• **ASSIGNMENT**
From first line to last, print the records exactly, but leave out the pictures.

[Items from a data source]

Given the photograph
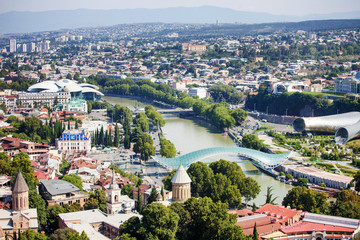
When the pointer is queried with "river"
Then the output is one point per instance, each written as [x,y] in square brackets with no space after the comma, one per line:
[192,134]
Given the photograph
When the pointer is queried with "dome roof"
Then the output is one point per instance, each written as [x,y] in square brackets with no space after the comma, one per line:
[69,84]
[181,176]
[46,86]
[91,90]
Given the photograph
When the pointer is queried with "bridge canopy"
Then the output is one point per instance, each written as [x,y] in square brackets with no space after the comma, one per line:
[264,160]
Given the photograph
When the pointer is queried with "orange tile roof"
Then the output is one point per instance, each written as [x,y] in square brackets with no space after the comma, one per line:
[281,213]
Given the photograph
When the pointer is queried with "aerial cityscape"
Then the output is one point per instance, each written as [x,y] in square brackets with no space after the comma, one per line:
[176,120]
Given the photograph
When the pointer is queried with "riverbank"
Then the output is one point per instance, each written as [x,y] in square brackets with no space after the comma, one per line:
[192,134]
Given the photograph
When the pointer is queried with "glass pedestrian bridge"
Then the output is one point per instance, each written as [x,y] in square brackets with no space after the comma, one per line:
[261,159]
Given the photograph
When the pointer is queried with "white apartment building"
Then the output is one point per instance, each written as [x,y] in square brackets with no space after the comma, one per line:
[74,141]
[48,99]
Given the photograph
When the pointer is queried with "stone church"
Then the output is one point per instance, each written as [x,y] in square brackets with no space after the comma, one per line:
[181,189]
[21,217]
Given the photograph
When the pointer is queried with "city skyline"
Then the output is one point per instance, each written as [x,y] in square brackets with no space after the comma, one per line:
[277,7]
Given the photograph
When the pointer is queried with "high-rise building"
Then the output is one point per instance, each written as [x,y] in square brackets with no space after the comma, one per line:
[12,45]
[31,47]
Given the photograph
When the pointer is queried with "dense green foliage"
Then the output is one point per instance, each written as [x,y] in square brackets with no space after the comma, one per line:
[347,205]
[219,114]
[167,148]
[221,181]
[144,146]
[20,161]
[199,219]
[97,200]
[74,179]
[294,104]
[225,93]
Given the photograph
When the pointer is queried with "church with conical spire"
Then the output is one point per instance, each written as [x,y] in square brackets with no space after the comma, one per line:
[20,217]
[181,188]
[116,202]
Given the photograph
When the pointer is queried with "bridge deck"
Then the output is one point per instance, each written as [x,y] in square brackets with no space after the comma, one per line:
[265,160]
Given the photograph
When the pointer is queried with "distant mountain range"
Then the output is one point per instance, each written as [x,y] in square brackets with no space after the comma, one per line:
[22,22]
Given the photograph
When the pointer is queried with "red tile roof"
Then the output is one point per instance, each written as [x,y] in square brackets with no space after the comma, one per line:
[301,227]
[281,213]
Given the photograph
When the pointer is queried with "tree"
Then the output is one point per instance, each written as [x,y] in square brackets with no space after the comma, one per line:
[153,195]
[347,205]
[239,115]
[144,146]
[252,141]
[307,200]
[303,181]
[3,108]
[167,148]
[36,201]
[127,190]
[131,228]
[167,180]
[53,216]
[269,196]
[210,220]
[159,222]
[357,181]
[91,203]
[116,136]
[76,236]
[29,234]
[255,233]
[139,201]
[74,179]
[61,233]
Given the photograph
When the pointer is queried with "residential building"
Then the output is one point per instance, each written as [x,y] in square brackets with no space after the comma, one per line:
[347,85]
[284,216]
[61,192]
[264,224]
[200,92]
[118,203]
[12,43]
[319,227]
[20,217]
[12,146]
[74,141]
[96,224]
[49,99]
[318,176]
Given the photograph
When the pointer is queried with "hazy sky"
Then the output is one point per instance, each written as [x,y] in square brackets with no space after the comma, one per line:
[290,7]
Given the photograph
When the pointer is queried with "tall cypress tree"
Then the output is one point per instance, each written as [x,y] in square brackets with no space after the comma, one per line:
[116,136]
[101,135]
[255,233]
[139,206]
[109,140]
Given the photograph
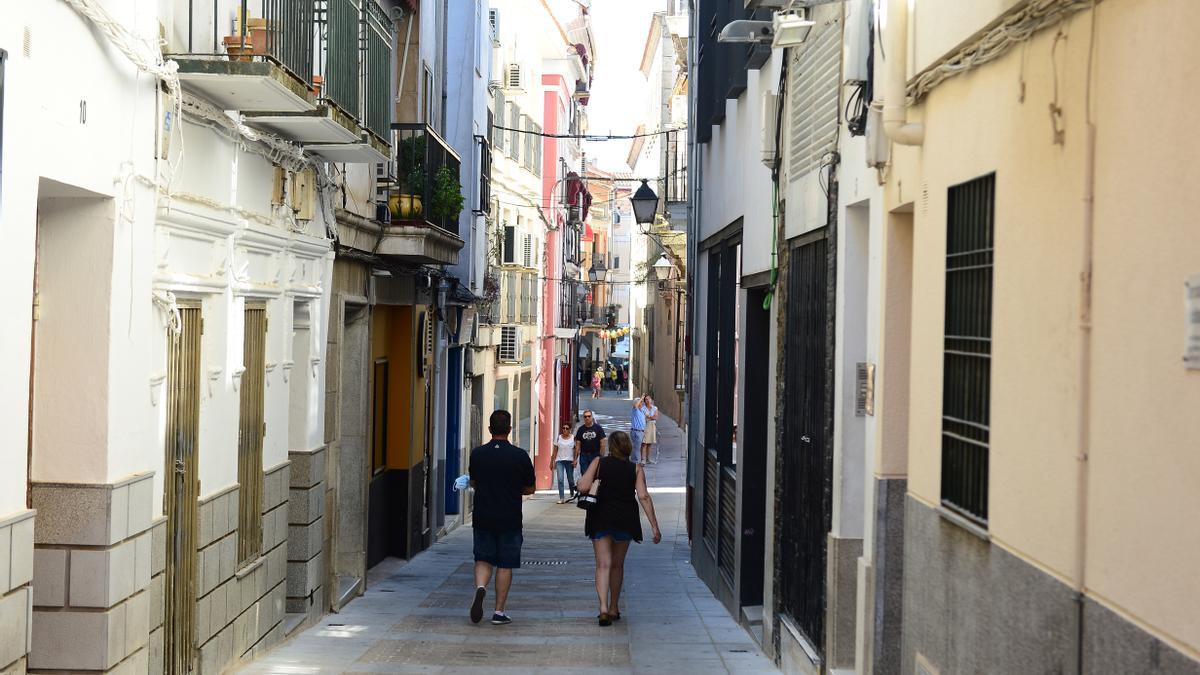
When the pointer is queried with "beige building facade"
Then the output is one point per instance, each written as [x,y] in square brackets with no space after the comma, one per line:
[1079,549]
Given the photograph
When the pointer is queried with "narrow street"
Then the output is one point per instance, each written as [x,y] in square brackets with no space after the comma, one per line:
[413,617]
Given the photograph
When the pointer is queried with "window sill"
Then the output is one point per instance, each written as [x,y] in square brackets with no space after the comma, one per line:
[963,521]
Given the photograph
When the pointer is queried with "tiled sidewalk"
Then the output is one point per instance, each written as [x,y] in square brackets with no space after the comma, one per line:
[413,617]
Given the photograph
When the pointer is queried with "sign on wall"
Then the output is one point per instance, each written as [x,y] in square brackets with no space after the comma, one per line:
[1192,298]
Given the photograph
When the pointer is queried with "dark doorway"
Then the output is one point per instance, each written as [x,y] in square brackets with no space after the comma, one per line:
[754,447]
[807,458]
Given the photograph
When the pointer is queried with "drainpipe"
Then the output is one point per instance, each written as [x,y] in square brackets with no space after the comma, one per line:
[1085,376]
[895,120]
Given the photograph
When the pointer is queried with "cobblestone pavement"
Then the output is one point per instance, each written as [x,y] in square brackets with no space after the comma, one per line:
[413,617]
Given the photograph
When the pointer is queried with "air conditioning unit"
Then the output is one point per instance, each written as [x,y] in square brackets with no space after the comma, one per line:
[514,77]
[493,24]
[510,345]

• **COMPLETED TASK**
Given the photograph
When the pointer is queried with "river"
Then the output is one point per instance, each written as [x,y] in square brackets with no space after the comma, one per line:
[192,134]
Given the photograph
When the pointer is queried with "dome roof"
Then the output is one point per instance, each written as [x,y] in square brackets with no space after the comma, one per line:
[69,84]
[181,176]
[46,86]
[91,90]
Given the photograph
When the pointer is queried with "bridge canopy"
Then the output is one point per instance, each written as [x,y] in square brackets with no space after the comma, one per line:
[264,160]
Given the photograph
When the pointer is queried with "orange tile roof"
Then the output is one point per instance, each written as [x,y] in square brackets with no space after the comma, one per line:
[281,213]
Given the photograph
When the pointer is queried with "aerial cityscape"
Then the output is one point per instance, each written as [x,y] in square brackets with no space after the comma, one per line:
[176,120]
Given the photograph
When the pointer is queried with "riverbank"
Then the output is one point per instance, each written as [x,y] in square brackets with no space after the comma, one per line:
[192,134]
Given the photograph
When the pointer is queried with "glass pedestrian bridge"
Then the output is one point per instance, each written as [x,y] in square brackets with no space after the comma, one per line:
[261,159]
Given the photograph
When the pointer is queried with "white apartment building"
Then the output is one point per instance, each written as [x,y] in square brackets with no space after the comma, one per line:
[74,141]
[48,99]
Given the photograph
When the pointer is queried with "stone church"
Then the output is one point per instance, each written as [x,y] in square brackets with no space after the comma, one per line:
[181,189]
[21,217]
Given the photograph
When the pointer is queried with "city skyline"
Then the output is one point per instance, each written as [x,y] in square brackets with no space after the comma, one per line:
[277,7]
Given the photograph
When the pointer is queried with "high-rise building"
Then the output is one point per instance, each written as [x,y] in square brackets with no space after the comma, one per line:
[12,45]
[31,47]
Given the photograph
When the pointer is queried with "dense green foliage"
Then the output is one point per instance, each written as [x,y] in square brackets with no space after the comma, one per line:
[347,205]
[219,114]
[167,148]
[221,181]
[144,146]
[20,161]
[199,219]
[97,200]
[74,179]
[294,104]
[225,93]
Given the photograph
When the pointer is queried with "church with conical spire"
Then the output is one point per instance, each written as [x,y] in square brackets with no space after the comma, one per line:
[20,217]
[181,188]
[116,202]
Given the photograph
When the pointer is queried with "bridge deck"
Then the output is one point per instance, each written as [x,y] in square brackets with no space after the comma, one per line:
[265,160]
Given the photograph
When the pointer is queried with "distant mountain range"
Then the output is one point per instance, each written as [x,y] in square brackets with no space after the comma, one per line:
[22,22]
Given the photograph
When the pointer is queried with "red tile roof"
Then the output is one point per instance, each written as [x,y] in square brackets with no space after the comma, one per line:
[301,227]
[281,213]
Given the photograph
When the pointer is queried with "tree"
Then the output is one point per instance, each written as [x,y] in square brackets with no space after the comma, one per line:
[153,195]
[347,205]
[239,115]
[144,146]
[252,141]
[307,200]
[303,181]
[3,108]
[167,148]
[36,201]
[127,190]
[131,228]
[167,180]
[53,216]
[269,196]
[210,220]
[159,222]
[357,181]
[91,203]
[116,136]
[76,236]
[29,234]
[255,233]
[139,201]
[74,179]
[61,233]
Given the photograph
When the pointer is queried with "residential building"
Then the output is one point per instance, each written as [x,y] in square brackets with no space after the comma, one per line:
[347,85]
[284,216]
[61,192]
[264,224]
[200,92]
[118,203]
[12,43]
[319,227]
[20,217]
[12,146]
[74,141]
[96,224]
[49,99]
[318,176]
Given the photograph
When the pointer is queried with "hazy sky"
Then the output is one point per instance, each written as [x,y] in square brackets with no space after the comma, one per line:
[290,7]
Given the photograph
When the pointer is queried with "tall cypress tree"
Then the output is one point per instance, each written as [x,y] in square brackets with no space after the comma, one per line:
[116,136]
[101,135]
[255,233]
[139,206]
[109,140]
Given the photograph
When the pointer is queried with "beige building facade"
Then the output is one point per instance, each written as [x,y] in square brackets with no space after the comma, one per line:
[1079,549]
Given the photograph
When the pointer is queried with "narrow street"
Then the output is one point per instance, each written as [x,y] in square brackets with no space after the comma, one per line:
[413,617]
Given the photograph
When the pointer is queried with "window sill"
Then the output is one point per instance, each written as [x,y] in square brackets with no space after the comma, one per line:
[963,521]
Given the photograph
When the pointer is queried with "tiled sidewalk"
Then the output is one point per instance, each written as [x,y] in square brackets with no space after the comma, one per line:
[413,617]
Given the photograph
When the pointer is queried with "sign on wall"
Then the output is one point per instance, each written as [x,y] in square brackets with no space after the comma, one per line:
[1192,298]
Given the photograph
When the pointer is queried with "dark doorway"
Then the output is one point per instance, each written as [x,y] in square brackets with no space after the comma, one per line:
[754,447]
[807,458]
Given the photograph
When the pointer is queried with "drainpipe"
Then the output is one point per instance, each written as [x,y] in square brackets with no space after the comma, one per line:
[1085,376]
[895,120]
Given the photograph
When the pointer is queried with "cobblestone pavement"
Then the output is one point per instance, each written as [x,y] in square brackets with no space after the comma, one per line:
[413,617]
Given the photograph
When the pointer is queried with "air conditioning unit"
Then the output is one point per instance, each written as [x,y] in square brackets with no space after the comma, one per line:
[514,77]
[493,24]
[510,345]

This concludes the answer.